WHAT YOU NEED TO DO ▸
Each line from the one that contains "Report the position of every instance of the brown" to the end of the entries must be copied word for word, and only those lines.
* * *
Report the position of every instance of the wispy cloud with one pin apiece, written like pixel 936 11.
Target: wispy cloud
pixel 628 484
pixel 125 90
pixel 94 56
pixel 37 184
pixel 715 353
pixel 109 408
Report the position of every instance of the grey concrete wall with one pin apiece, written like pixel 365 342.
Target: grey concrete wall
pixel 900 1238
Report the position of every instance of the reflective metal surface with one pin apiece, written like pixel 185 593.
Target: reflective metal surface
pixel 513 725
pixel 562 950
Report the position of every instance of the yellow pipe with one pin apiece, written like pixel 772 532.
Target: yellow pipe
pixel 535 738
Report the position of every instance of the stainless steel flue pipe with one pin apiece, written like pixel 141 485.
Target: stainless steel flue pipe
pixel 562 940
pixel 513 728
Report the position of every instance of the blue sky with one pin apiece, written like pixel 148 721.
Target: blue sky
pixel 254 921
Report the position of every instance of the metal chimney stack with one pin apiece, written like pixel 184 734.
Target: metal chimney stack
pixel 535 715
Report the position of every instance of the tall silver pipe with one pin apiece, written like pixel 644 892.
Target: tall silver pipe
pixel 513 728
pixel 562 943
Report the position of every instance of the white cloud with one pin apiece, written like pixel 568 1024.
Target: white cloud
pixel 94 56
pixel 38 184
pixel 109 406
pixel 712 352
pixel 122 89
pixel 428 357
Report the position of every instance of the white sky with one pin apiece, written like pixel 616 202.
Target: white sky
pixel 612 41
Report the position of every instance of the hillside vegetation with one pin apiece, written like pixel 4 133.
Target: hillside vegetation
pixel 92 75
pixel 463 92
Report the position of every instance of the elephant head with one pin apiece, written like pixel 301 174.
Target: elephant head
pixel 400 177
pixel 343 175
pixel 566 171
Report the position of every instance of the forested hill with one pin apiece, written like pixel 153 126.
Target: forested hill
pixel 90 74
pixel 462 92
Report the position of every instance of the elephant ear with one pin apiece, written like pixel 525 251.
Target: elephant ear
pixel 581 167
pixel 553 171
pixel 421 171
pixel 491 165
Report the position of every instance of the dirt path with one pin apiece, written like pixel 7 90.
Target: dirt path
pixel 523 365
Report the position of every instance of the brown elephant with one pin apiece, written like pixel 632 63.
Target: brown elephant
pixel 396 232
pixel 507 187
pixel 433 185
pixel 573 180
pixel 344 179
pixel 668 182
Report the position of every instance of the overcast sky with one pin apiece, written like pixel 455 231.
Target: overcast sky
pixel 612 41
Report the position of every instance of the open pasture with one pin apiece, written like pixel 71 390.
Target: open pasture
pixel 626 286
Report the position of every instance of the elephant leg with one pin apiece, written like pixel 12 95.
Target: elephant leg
* * *
ANSWER TO THE EXERCISE ▸
Report the position of every instance of the brown elephant with one pin apiece, written like pixel 632 63.
Target: brown elephant
pixel 396 232
pixel 507 187
pixel 433 185
pixel 573 180
pixel 344 179
pixel 668 182
Report the position of every instance of the overcast sky with one pin apiece, written like pixel 455 231.
Target: overcast sky
pixel 612 41
Report the position of every instance of the open pasture with one pin apiece, written like pixel 71 390.
Target: open pasture
pixel 626 286
Report the position of every instance of the elephant leg with one pin apiece, written like pixel 12 95.
Target: elephant leg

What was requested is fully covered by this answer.